_Exercise instructions:_
Copy the material below word for word, keeping every line as it appears.

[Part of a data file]
* START *

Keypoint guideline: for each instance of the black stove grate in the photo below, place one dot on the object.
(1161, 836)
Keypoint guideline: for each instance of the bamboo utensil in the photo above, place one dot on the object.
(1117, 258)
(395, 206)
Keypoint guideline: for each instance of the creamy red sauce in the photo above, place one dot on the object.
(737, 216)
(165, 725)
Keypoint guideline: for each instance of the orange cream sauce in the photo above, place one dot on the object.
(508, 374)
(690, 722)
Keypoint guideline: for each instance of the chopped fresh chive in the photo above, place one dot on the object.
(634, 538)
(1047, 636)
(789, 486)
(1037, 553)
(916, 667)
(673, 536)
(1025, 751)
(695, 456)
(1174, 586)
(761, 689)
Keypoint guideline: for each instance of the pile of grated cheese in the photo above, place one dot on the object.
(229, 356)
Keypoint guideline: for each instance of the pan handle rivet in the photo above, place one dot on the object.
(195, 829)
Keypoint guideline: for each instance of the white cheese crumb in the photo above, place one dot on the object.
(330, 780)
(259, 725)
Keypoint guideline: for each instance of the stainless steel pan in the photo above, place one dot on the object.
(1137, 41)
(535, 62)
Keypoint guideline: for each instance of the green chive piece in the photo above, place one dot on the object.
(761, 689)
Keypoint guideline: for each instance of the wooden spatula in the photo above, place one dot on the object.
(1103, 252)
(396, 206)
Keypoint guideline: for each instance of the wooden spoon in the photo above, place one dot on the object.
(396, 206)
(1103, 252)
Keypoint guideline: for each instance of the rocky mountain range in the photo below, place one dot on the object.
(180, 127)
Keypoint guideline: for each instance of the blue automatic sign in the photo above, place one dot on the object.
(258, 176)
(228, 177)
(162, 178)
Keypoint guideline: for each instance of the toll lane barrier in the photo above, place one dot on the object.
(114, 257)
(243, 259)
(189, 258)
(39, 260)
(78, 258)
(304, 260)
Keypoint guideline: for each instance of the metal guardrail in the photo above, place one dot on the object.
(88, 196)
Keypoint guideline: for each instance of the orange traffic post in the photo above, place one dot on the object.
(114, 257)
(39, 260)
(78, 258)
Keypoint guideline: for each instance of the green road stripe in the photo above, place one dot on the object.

* END *

_Solution for this problem:_
Keypoint guideline: for each instance of the black stove grate in the photo below, place one dot on the object.
(1161, 836)
Keypoint guideline: for each instance of the bamboo utensil in the photo above, place one dot on the object.
(1117, 258)
(395, 206)
Keypoint guideline: for each instance of the creamy red sauce in the photo above, place one dot on the object.
(737, 216)
(165, 725)
Keypoint guideline: for each instance of the orange cream sauce in the photo above, place one dot on the object.
(508, 374)
(690, 722)
Keypoint guideline: for each instance of the chopped fresh chive in the photo above, place one dot on the object.
(634, 538)
(1047, 636)
(789, 486)
(1037, 553)
(916, 667)
(673, 536)
(1025, 751)
(695, 456)
(1174, 586)
(761, 689)
Keypoint guideline: for each instance of the pile of grated cheese in the photo above, place one dot on the object.
(229, 356)
Keypoint guideline: for each instance of the pan handle rivet in the photo above, place one dot on the object.
(195, 829)
Keypoint guideline: for each instance of the white cheese crumb in the photo above, place one dot on the object.
(330, 780)
(259, 725)
Keypoint guideline: for each instance of the stainless steel pan in the photo above, place one dot on the object.
(1137, 41)
(535, 62)
Keypoint guideline: for each instance of the green chive piece in the photo above, place one dot on the object.
(761, 689)
Keypoint guideline: for each instance of the wooden spatula in the photo above, place one dot on the object.
(1103, 252)
(396, 206)
Keypoint guideline: for each instance of the wooden spoon in the photo above, place one dot on the object.
(396, 206)
(1103, 252)
Keypoint guideline: for each instance of the rocky mountain range in the photo below, place one dot on the object.
(180, 127)
Keypoint guideline: for each instance of the blue automatic sign in the photo above, place one dot on the object.
(258, 176)
(228, 177)
(162, 178)
Keypoint guideline: for each instance of the toll lane barrier in the photo above, place one dot on the object.
(114, 257)
(243, 259)
(189, 258)
(39, 260)
(78, 258)
(304, 260)
Keypoint guideline: for each instance of the metal guardrail in the photo above, place one dot on the object.
(88, 196)
Keypoint guideline: for each instance of the orange traffic post in the photo above, place one dot on the object.
(114, 257)
(39, 260)
(78, 258)
Keypoint guideline: for each instance of the green road stripe in the photo above, place one dot on the object.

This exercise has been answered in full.